Start of EXERCISE MATERIALS

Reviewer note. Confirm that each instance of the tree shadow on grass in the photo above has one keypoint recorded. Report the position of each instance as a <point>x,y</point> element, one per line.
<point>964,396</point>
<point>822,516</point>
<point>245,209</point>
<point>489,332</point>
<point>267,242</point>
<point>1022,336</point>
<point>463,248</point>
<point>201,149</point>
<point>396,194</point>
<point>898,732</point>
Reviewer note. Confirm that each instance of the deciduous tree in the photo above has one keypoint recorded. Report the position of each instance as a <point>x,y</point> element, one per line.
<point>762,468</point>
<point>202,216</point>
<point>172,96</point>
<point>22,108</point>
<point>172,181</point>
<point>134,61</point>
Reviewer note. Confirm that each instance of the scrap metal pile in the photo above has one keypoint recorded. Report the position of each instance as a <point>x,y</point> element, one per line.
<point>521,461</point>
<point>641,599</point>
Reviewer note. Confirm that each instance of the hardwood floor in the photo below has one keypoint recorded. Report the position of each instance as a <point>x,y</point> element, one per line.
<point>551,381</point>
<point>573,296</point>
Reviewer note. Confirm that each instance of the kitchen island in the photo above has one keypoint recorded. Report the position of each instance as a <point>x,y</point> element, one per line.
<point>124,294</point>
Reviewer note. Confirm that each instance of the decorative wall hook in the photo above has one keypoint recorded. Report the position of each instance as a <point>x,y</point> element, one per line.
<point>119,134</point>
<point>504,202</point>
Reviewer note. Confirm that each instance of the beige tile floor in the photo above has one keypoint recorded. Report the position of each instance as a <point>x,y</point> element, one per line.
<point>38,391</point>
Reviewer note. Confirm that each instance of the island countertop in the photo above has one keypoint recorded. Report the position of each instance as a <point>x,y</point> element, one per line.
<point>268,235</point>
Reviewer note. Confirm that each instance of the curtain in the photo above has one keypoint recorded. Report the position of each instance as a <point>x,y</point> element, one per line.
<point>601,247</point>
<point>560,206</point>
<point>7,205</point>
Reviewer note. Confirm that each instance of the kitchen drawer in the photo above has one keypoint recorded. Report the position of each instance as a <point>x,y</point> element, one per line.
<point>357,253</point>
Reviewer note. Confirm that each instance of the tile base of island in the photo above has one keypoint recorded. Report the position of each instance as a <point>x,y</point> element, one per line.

End of EXERCISE MATERIALS

> _TASK REQUIREMENTS_: The answer is the line with "Reviewer note. Confirm that each instance of the kitchen drawer" plus every line after it to the last line of the entries above, copied exactly and with no other lines.

> _RESPONSE TO THIS EXERCISE_:
Reviewer note. Confirm that each instance of the kitchen drawer in the photo above has one keypoint recorded. Report the position of each instance as a <point>x,y</point> element, one per line.
<point>357,253</point>
Reviewer note. Confirm that each instance of the tile base of island in the photo above has one keypoint recorded. Report the position of each instance as a <point>x,y</point> element, one per line.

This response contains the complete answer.